● Segmentation mask data:
━━━━━━━━━━━━━━━━━━━━
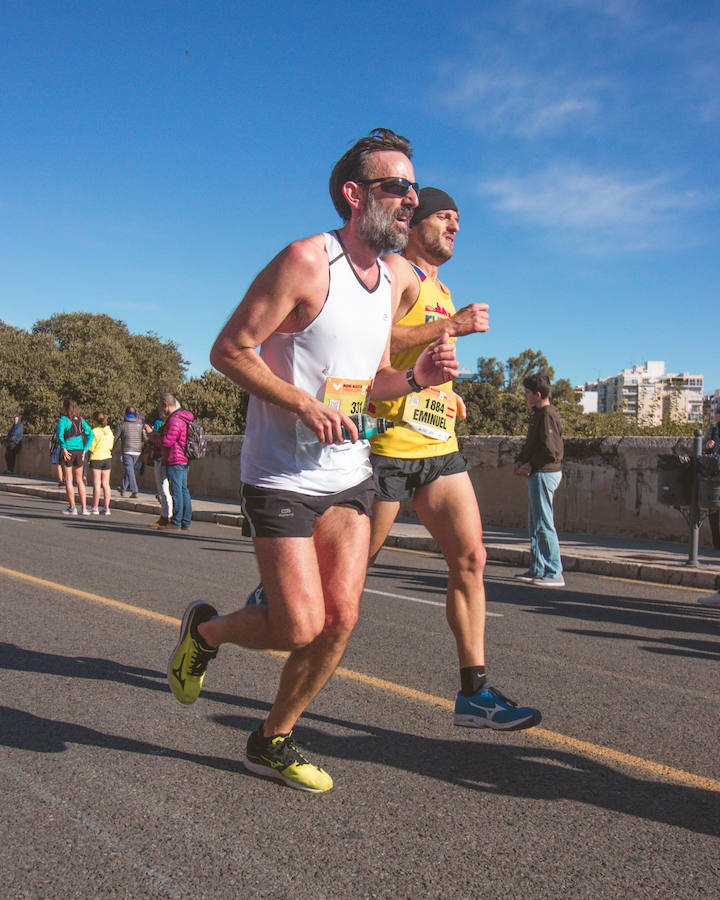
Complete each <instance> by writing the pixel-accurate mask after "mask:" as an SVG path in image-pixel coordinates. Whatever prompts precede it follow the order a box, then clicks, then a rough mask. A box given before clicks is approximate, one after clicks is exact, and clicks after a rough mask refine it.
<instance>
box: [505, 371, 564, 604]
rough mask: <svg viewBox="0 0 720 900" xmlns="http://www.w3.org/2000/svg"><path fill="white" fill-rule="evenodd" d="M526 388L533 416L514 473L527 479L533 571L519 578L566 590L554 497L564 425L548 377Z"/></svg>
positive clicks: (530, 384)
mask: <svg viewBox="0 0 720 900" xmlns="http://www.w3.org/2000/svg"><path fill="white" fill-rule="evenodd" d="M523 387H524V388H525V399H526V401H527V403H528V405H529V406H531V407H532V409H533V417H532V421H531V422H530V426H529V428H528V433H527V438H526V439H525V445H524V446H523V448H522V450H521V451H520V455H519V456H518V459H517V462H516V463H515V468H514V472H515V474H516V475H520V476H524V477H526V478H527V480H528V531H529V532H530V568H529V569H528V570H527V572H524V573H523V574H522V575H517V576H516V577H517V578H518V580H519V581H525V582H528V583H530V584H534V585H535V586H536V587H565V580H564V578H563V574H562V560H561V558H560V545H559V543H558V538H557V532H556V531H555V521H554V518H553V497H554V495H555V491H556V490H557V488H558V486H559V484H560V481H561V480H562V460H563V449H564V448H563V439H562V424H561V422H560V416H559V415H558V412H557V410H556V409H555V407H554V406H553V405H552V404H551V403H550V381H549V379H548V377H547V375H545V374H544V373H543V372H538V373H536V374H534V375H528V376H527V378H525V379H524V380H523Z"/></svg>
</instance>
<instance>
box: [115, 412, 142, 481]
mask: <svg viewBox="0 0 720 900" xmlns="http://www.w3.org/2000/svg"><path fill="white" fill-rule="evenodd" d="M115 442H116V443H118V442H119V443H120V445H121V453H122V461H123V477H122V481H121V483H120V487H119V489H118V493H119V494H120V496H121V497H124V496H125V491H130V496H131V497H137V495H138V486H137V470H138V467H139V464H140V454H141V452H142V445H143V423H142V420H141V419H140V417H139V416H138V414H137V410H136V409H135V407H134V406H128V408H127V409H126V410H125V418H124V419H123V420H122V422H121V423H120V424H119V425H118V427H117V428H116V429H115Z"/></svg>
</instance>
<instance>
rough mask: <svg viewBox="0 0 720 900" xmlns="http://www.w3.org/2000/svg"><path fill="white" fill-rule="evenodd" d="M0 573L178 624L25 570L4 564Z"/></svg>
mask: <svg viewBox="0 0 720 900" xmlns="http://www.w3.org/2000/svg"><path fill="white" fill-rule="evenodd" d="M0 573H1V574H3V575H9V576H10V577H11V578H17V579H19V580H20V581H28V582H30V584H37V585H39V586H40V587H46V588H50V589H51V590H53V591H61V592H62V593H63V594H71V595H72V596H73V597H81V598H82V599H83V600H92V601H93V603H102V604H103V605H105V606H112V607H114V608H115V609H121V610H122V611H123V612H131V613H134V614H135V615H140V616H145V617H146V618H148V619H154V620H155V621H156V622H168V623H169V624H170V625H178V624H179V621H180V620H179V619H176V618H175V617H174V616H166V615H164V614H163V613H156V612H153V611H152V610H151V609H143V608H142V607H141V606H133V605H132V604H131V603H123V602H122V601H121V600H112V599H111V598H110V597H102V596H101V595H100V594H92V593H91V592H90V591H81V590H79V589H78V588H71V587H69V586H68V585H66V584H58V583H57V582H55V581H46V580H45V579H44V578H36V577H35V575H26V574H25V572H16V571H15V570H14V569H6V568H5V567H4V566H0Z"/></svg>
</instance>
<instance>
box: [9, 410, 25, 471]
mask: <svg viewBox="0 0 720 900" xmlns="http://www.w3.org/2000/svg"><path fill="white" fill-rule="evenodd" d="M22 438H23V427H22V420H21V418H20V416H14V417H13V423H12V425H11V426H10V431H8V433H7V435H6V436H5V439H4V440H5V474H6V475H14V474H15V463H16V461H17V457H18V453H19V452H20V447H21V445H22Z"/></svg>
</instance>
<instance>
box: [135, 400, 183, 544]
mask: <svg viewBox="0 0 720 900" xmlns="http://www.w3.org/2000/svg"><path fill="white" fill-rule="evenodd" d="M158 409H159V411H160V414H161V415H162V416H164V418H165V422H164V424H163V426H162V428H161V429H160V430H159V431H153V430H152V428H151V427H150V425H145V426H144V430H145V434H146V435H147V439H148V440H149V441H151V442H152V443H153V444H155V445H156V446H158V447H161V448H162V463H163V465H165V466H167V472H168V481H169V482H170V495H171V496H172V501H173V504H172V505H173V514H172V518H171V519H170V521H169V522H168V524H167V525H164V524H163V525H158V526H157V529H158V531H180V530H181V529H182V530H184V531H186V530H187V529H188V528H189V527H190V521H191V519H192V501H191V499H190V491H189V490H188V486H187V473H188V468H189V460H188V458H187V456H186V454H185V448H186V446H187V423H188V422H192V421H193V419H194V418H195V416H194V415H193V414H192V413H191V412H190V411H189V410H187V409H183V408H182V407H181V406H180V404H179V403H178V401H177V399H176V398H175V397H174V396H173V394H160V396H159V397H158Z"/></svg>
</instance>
━━━━━━━━━━━━━━━━━━━━
● WHAT THE EXERCISE ASKS:
The result should be the full set of entries above, restated exactly and without images.

● TASK RESULT:
Complete each <instance> by writing the pixel-accurate mask after "mask:" as an SVG path in image-pixel coordinates. Whatever prompts precede it follow the order a box, then clicks, then a rough mask. A box given before clicks is approximate, one after clicks is exact, and clicks after a rough mask refine it.
<instance>
box: [505, 371, 564, 604]
rough mask: <svg viewBox="0 0 720 900" xmlns="http://www.w3.org/2000/svg"><path fill="white" fill-rule="evenodd" d="M526 388L533 416L514 473L527 479L533 571L519 578L566 590L554 497L564 425L548 377Z"/></svg>
positive clicks: (530, 384)
mask: <svg viewBox="0 0 720 900" xmlns="http://www.w3.org/2000/svg"><path fill="white" fill-rule="evenodd" d="M523 387H524V388H525V399H526V401H527V403H528V405H529V406H531V407H532V409H533V417H532V421H531V422H530V426H529V428H528V433H527V438H526V439H525V445H524V446H523V448H522V450H521V451H520V455H519V456H518V459H517V462H516V463H515V468H514V472H515V474H516V475H520V476H524V477H526V478H527V480H528V531H529V532H530V568H529V569H528V570H527V572H524V573H523V574H522V575H517V576H516V577H517V578H518V580H519V581H525V582H528V583H530V584H534V585H535V586H536V587H565V580H564V578H563V574H562V560H561V558H560V545H559V543H558V538H557V532H556V531H555V521H554V518H553V497H554V495H555V491H556V490H557V488H558V486H559V484H560V481H561V480H562V460H563V449H564V448H563V439H562V424H561V422H560V416H559V415H558V412H557V410H556V409H555V407H554V406H553V405H552V404H551V403H550V381H549V379H548V377H547V375H545V374H544V373H543V372H538V373H536V374H534V375H528V376H527V378H525V379H524V380H523Z"/></svg>
</instance>
<instance>
box: [115, 412, 142, 481]
mask: <svg viewBox="0 0 720 900" xmlns="http://www.w3.org/2000/svg"><path fill="white" fill-rule="evenodd" d="M115 442H116V443H118V442H119V443H120V445H121V453H122V461H123V477H122V481H121V483H120V487H119V489H118V493H119V494H120V496H121V497H124V496H125V491H130V496H131V497H137V495H138V486H137V470H138V467H139V464H140V454H141V452H142V445H143V423H142V420H141V419H140V417H139V416H138V414H137V410H136V409H135V407H134V406H128V408H127V409H126V410H125V418H124V419H123V420H122V422H121V423H120V424H119V425H118V427H117V428H116V429H115Z"/></svg>
</instance>
<instance>
rough mask: <svg viewBox="0 0 720 900" xmlns="http://www.w3.org/2000/svg"><path fill="white" fill-rule="evenodd" d="M0 573L178 624L25 570L4 564Z"/></svg>
mask: <svg viewBox="0 0 720 900" xmlns="http://www.w3.org/2000/svg"><path fill="white" fill-rule="evenodd" d="M0 573H1V574H3V575H9V576H10V577H11V578H17V579H19V580H20V581H28V582H30V584H37V585H39V586H40V587H46V588H50V589H51V590H53V591H61V592H62V593H63V594H71V595H72V596H73V597H81V598H82V599H83V600H92V601H93V603H102V604H103V605H105V606H112V607H114V608H115V609H121V610H122V611H123V612H131V613H134V614H135V615H140V616H145V617H146V618H148V619H154V620H155V621H156V622H168V623H169V624H170V625H178V624H179V621H180V620H179V619H176V618H175V617H174V616H166V615H164V614H163V613H156V612H153V611H152V610H151V609H143V608H142V607H141V606H133V605H132V604H131V603H123V602H122V601H121V600H112V599H111V598H110V597H102V596H101V595H100V594H92V593H91V592H90V591H81V590H79V589H78V588H71V587H69V586H68V585H66V584H58V583H57V582H55V581H46V580H45V579H44V578H36V577H35V575H26V574H25V572H16V571H15V570H14V569H6V568H5V567H4V566H0Z"/></svg>
</instance>
<instance>
box: [9, 410, 25, 471]
mask: <svg viewBox="0 0 720 900" xmlns="http://www.w3.org/2000/svg"><path fill="white" fill-rule="evenodd" d="M22 438H23V427H22V420H21V418H20V416H14V417H13V423H12V425H11V426H10V431H8V433H7V435H6V436H5V439H4V440H5V474H6V475H14V474H15V463H16V461H17V457H18V453H19V452H20V447H21V445H22Z"/></svg>
</instance>
<instance>
box: [135, 400, 183, 544]
mask: <svg viewBox="0 0 720 900" xmlns="http://www.w3.org/2000/svg"><path fill="white" fill-rule="evenodd" d="M158 409H159V411H160V414H161V415H162V416H164V418H165V422H164V424H163V426H162V428H161V429H160V430H159V431H153V430H152V428H151V427H150V425H145V426H144V430H145V434H146V435H147V439H148V440H149V441H151V442H152V443H153V444H155V445H156V446H158V447H161V448H162V463H163V465H165V466H167V472H168V481H169V482H170V495H171V496H172V501H173V504H172V505H173V514H172V518H171V519H170V521H169V522H168V524H167V525H164V524H163V525H158V526H157V529H158V531H180V530H181V529H182V530H184V531H186V530H187V529H188V528H189V527H190V521H191V519H192V501H191V499H190V491H189V490H188V486H187V473H188V468H189V460H188V458H187V456H186V454H185V448H186V446H187V423H188V422H192V421H193V419H194V418H195V416H194V415H193V414H192V413H191V412H190V411H189V410H187V409H183V408H182V407H181V406H180V404H179V403H178V401H177V399H176V398H175V397H174V396H173V394H160V396H159V397H158Z"/></svg>
</instance>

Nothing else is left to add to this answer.